**Brief**: Character for character, transcribe the entries below, minus the images.
###
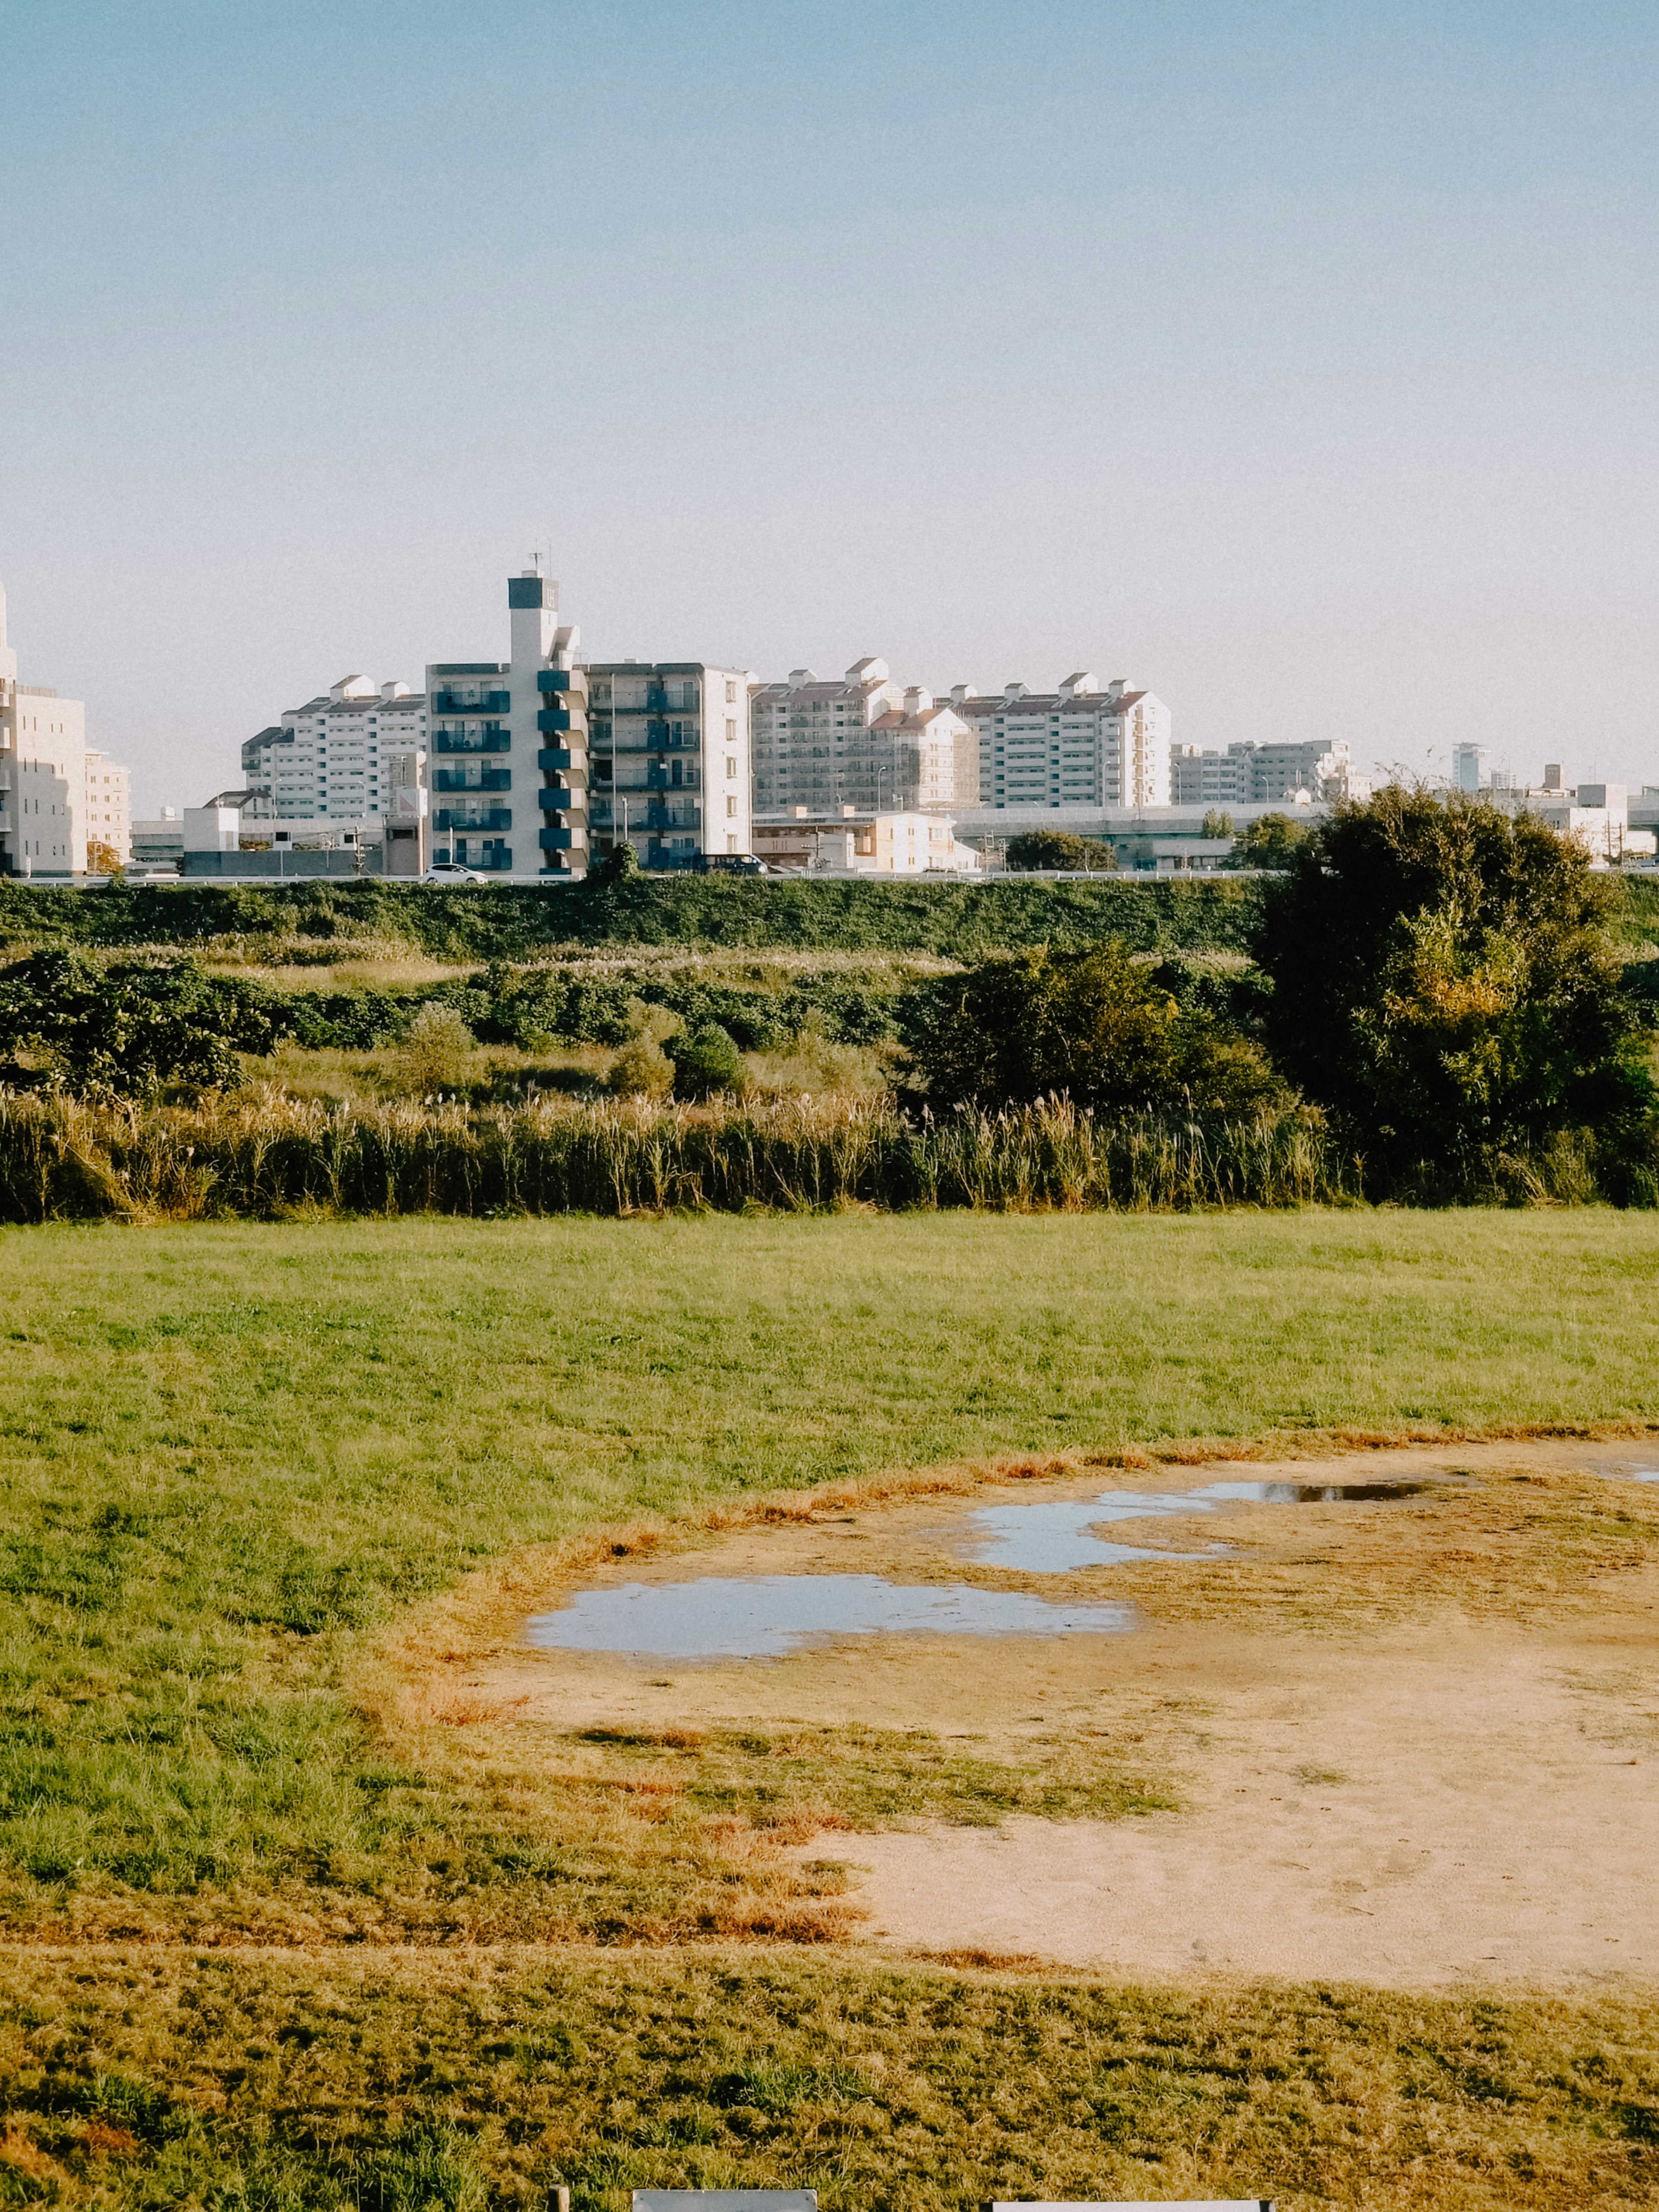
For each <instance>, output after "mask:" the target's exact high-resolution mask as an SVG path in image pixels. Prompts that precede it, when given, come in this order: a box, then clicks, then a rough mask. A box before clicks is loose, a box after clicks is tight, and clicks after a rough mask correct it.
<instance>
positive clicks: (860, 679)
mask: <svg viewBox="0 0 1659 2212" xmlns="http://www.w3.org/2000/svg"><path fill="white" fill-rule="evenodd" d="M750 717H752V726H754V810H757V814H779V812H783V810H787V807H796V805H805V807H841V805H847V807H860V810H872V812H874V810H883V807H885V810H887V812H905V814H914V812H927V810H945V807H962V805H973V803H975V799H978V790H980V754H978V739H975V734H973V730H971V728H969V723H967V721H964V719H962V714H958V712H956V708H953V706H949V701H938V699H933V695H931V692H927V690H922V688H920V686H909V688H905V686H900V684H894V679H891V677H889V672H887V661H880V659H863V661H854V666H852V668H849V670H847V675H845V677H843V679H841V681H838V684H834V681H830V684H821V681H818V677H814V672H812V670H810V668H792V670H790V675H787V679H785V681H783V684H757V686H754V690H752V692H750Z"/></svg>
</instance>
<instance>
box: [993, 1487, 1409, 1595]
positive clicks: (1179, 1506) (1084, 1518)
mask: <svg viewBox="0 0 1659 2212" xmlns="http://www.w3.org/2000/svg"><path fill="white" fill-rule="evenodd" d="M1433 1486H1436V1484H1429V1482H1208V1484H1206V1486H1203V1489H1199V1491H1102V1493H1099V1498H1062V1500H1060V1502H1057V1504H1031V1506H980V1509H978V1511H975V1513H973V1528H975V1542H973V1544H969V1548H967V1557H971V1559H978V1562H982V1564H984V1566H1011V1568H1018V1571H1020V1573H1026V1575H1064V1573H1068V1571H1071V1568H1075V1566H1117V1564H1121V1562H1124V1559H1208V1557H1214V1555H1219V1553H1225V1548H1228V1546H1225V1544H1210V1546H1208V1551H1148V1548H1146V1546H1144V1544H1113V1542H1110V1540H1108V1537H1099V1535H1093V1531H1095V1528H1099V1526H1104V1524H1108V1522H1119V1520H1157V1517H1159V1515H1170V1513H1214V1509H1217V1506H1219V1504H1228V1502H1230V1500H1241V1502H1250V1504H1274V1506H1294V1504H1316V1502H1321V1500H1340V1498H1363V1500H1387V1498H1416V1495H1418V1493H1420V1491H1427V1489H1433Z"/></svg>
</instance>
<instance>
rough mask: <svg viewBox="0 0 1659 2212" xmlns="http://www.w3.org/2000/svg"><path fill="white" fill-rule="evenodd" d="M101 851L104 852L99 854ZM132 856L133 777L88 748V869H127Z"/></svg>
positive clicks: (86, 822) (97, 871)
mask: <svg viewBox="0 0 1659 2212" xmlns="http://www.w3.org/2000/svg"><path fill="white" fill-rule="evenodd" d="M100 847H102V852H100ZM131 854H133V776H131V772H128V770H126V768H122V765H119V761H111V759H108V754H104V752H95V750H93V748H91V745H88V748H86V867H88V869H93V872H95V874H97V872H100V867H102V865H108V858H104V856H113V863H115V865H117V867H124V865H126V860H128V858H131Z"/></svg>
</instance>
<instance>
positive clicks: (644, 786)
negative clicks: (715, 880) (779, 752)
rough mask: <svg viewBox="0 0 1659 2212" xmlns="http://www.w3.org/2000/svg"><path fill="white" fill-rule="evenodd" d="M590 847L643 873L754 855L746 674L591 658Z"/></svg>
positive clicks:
###
**Response to the exercise**:
For each <instance>, output after "mask:" the target's exact high-resolution mask as an SVG path in image pixels. Prompts that precede it, when given, come in this order: a box, then clicks, then a rough mask. A box before clicks is loose, a box after clicks is tight, and clicks after a rough mask correct it.
<instance>
positive clicks: (860, 679)
mask: <svg viewBox="0 0 1659 2212" xmlns="http://www.w3.org/2000/svg"><path fill="white" fill-rule="evenodd" d="M750 717H752V726H754V810H757V814H779V812H783V810H787V807H796V805H805V807H841V805H847V807H860V810H872V812H874V810H883V807H885V810H887V812H905V814H914V812H927V810H945V807H962V805H973V803H975V799H978V790H980V754H978V739H975V734H973V730H971V728H969V723H967V721H964V719H962V714H958V712H956V708H953V706H949V701H938V699H933V695H931V692H927V690H922V688H920V686H909V688H905V686H900V684H894V679H891V677H889V672H887V661H880V659H863V661H854V666H852V668H849V670H847V675H845V677H843V679H841V681H838V684H834V681H830V684H821V681H818V677H814V672H812V670H810V668H792V670H790V675H787V679H785V681H783V684H757V686H754V690H752V692H750Z"/></svg>
</instance>
<instance>
box: [993, 1487, 1409, 1595]
positive clicks: (1179, 1506) (1084, 1518)
mask: <svg viewBox="0 0 1659 2212" xmlns="http://www.w3.org/2000/svg"><path fill="white" fill-rule="evenodd" d="M1433 1486H1436V1484H1429V1482H1208V1484H1206V1486H1203V1489H1199V1491H1102V1493H1099V1498H1062V1500H1060V1502H1057V1504H1031V1506H980V1509H978V1511H975V1513H973V1528H975V1542H973V1544H969V1548H967V1557H971V1559H978V1562H982V1564H984V1566H1011V1568H1018V1571H1020V1573H1026V1575H1064V1573H1068V1571H1071V1568H1075V1566H1117V1564H1121V1562H1124V1559H1208V1557H1214V1555H1219V1553H1225V1548H1228V1546H1225V1544H1210V1546H1208V1551H1148V1548H1146V1546H1144V1544H1113V1542H1110V1540H1108V1537H1099V1535H1093V1531H1095V1528H1099V1526H1104V1524H1108V1522H1119V1520H1157V1517H1159V1515H1170V1513H1214V1509H1217V1506H1219V1504H1228V1502H1230V1500H1241V1502H1250V1504H1274V1506H1294V1504H1316V1502H1321V1500H1340V1498H1363V1500H1387V1498H1416V1495H1418V1493H1420V1491H1427V1489H1433Z"/></svg>
</instance>
<instance>
rough mask: <svg viewBox="0 0 1659 2212" xmlns="http://www.w3.org/2000/svg"><path fill="white" fill-rule="evenodd" d="M101 851L104 852L99 854ZM132 856L133 777L88 748V869H127Z"/></svg>
positive clicks: (86, 822) (97, 871)
mask: <svg viewBox="0 0 1659 2212" xmlns="http://www.w3.org/2000/svg"><path fill="white" fill-rule="evenodd" d="M100 847H102V852H100ZM131 854H133V776H131V772H128V770H126V768H122V765H119V761H111V759H108V754H104V752H95V750H93V748H91V745H88V748H86V867H88V869H93V872H95V874H97V872H100V867H102V865H108V858H104V856H113V863H115V865H117V867H124V865H126V860H128V858H131Z"/></svg>
</instance>
<instance>
positive clicks: (644, 786)
negative clicks: (715, 880) (779, 752)
rough mask: <svg viewBox="0 0 1659 2212" xmlns="http://www.w3.org/2000/svg"><path fill="white" fill-rule="evenodd" d="M590 847L643 873L754 855L746 674L591 658Z"/></svg>
positive clicks:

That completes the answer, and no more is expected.